> [Provided records]:
***

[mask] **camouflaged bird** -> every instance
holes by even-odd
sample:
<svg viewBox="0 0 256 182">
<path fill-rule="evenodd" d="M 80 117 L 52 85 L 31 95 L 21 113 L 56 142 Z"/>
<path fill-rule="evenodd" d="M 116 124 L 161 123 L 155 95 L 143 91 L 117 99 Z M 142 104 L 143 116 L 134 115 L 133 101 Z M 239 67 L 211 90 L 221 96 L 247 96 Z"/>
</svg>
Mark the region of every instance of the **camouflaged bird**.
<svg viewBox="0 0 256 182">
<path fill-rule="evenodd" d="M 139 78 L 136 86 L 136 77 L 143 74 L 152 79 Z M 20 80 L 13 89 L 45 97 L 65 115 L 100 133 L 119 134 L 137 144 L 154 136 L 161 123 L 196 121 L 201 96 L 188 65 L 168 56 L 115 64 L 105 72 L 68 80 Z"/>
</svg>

***

> [Task objective]:
Render each line of the items above as a JSON array of strings, with one string per line and blank lines omitted.

> [Solution for this exercise]:
[
  "[mask] **camouflaged bird** -> every instance",
  "holes by even-odd",
  "sample:",
  "<svg viewBox=\"0 0 256 182\">",
  "<path fill-rule=\"evenodd\" d=\"M 80 117 L 52 85 L 31 95 L 21 113 L 56 142 Z\"/>",
  "<path fill-rule=\"evenodd\" d=\"M 116 124 L 161 123 L 155 95 L 143 91 L 117 99 Z M 142 104 L 143 116 L 134 115 L 133 101 Z M 239 67 L 211 90 L 221 96 L 247 96 Z\"/>",
  "</svg>",
  "Mark the region of every instance of the **camouflaged bird**.",
  "<svg viewBox=\"0 0 256 182\">",
  "<path fill-rule=\"evenodd\" d=\"M 139 78 L 136 86 L 136 77 L 143 74 L 152 79 Z M 20 80 L 13 89 L 45 97 L 65 115 L 100 133 L 119 134 L 137 144 L 154 136 L 161 123 L 196 121 L 201 96 L 188 65 L 168 56 L 115 64 L 105 72 L 68 80 Z\"/>",
  "</svg>"
]